Provided text
◇ ◇ ◇ ◇

The global toll is already staggering. According to the WHO’s latest estimates, some 4 million people have developed AIDS since the beginning of the epidemic – 1.5 million in the past year alone – and 17 million have contracted HIV (the AIDS virus). The rate of new infections has waned in Europe and the United States, with their secure blood supplies and vigilant gay communities. But such progress is overshadowed by the pandemic in Africa and the nascent explosion in Asia. Health officials figure that by the end of the decade 40 million people will have been infected worldwide – 90 percent of them in developing countries.

Asia’s experience is already confirming that prediction. HIV is still rare in Japan, where condoms are as common as sushi and IV-drug use is almost unheard of. But the virus is growing ever more entrenched in parts of Thailand and India. Dr. Prayura Kunasol, head of Thailand’s department of Communicable Disease Control, reported last week that the infection rate has hit 20 percent among young military recruits – and 8 percent among pregnant women – in the country’s northern Chang Mai province. AIDS patients now occupy half of Chang Mai’s hospital beds.

Officially, India has counted only 728 AIDS cases to date, but the country’s health-monitoring system is so humble that experts say the number is meaningless. Studies have documented infection rates of 50 to 75 percent among IV-drug users in some provinces. In Bombay the rate among prospective blood donors shot from less than 1 percent in 1992 to 5 percent last year. All of this makes rigorous blood screening essential. But as Dr. P. K. Choudhuri of the Indian Medical Association explained last week, testing facilities don’t exist outside major cities and towns, and most doctors know little about the disease.

The social forces driving the Thai and Indian epidemics aren’t unique to those countries; drug use and commercial sex are commonplace in Burma, Cambodia, Vietnam, Indonesia and Malaysia. Ironically, the blessing of economic expansion could actually make matters worse. Sexually-transmitted-disease rates are soaring in China, where new commerce has disrupted traditional village life and prompted large population shifts. HIV has yet to gain a large foothold there, but experts predict it will spread explosively when it does.

Medical science has scored some small victories since last year’s discouraging AIDS conference in Berlin. It’s now clear, for instance, that infected women can reduce the risk to their babies by taking AZT during the final trimester of pregnancy. And the U.S. Food and Drug Administration has approved a fourth drug (d4T) to combat HIV. Because the virus mutates as it reproduces within the body, it quickly develops resistance to individual drugs. But a wider range of treatments should yield a longer period of survival. Medical researchers hope that by combining various drugs, they’ll someday manage to control the infection indefinitely.

But as several scientists conceded last week, these advances will have little effect in the hardest-hit regions of the world – regions where women receive little prenatal care, antiviral drugs are beyond people’s means and doctors lack the diagnostic tools to use them effectively anyway. Prevention is complicated, too, for it’s always easier for public officials to deny or ignore the problem than to marshal resources needed to fight it. As last week’s conference made clear, the stakes just keep getting higher.

Since the mid-1970’s, HIV has infected more than 17 million people, most of them in Africa. With the epidemic now exploding in Asia, experts say the number of infections worldwide will exceed 40 million by the year 2000.

◇ ◇ ◇ ◇

Dataset extract

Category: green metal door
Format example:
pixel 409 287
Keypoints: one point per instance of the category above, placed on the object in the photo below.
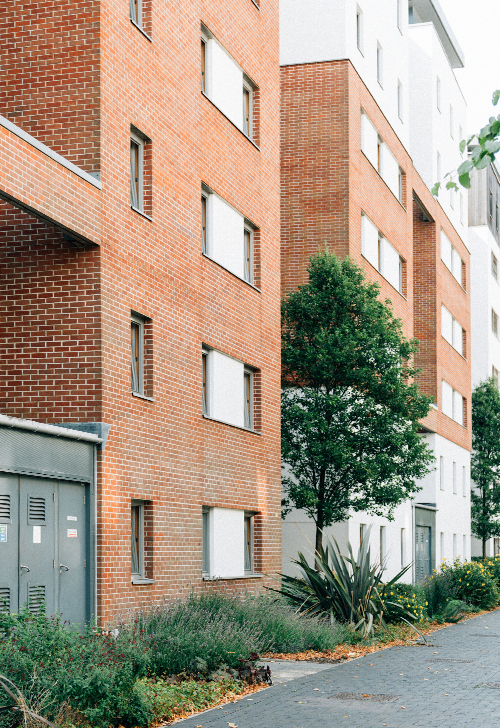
pixel 422 552
pixel 71 562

◇ ◇ ◇ ◇

Problem statement
Condense the paragraph in the text on the AIDS epidemic above that begins "Officially, India has counted" into a short bulleted list that keeps its main facts.

Exercise solution
- India officially counts only 728 AIDS cases, but experts say the number is meaningless because the country's health-monitoring system is so weak.
- Studies found infection rates of 50 to 75 percent among IV-drug users in some provinces.
- In Bombay, the rate among prospective blood donors rose from under 1 percent in 1992 to 5 percent last year.
- These figures make rigorous blood screening essential.
- Dr. P. K. Choudhuri of the Indian Medical Association said testing facilities exist only in major cities and towns, and most doctors know little about the disease.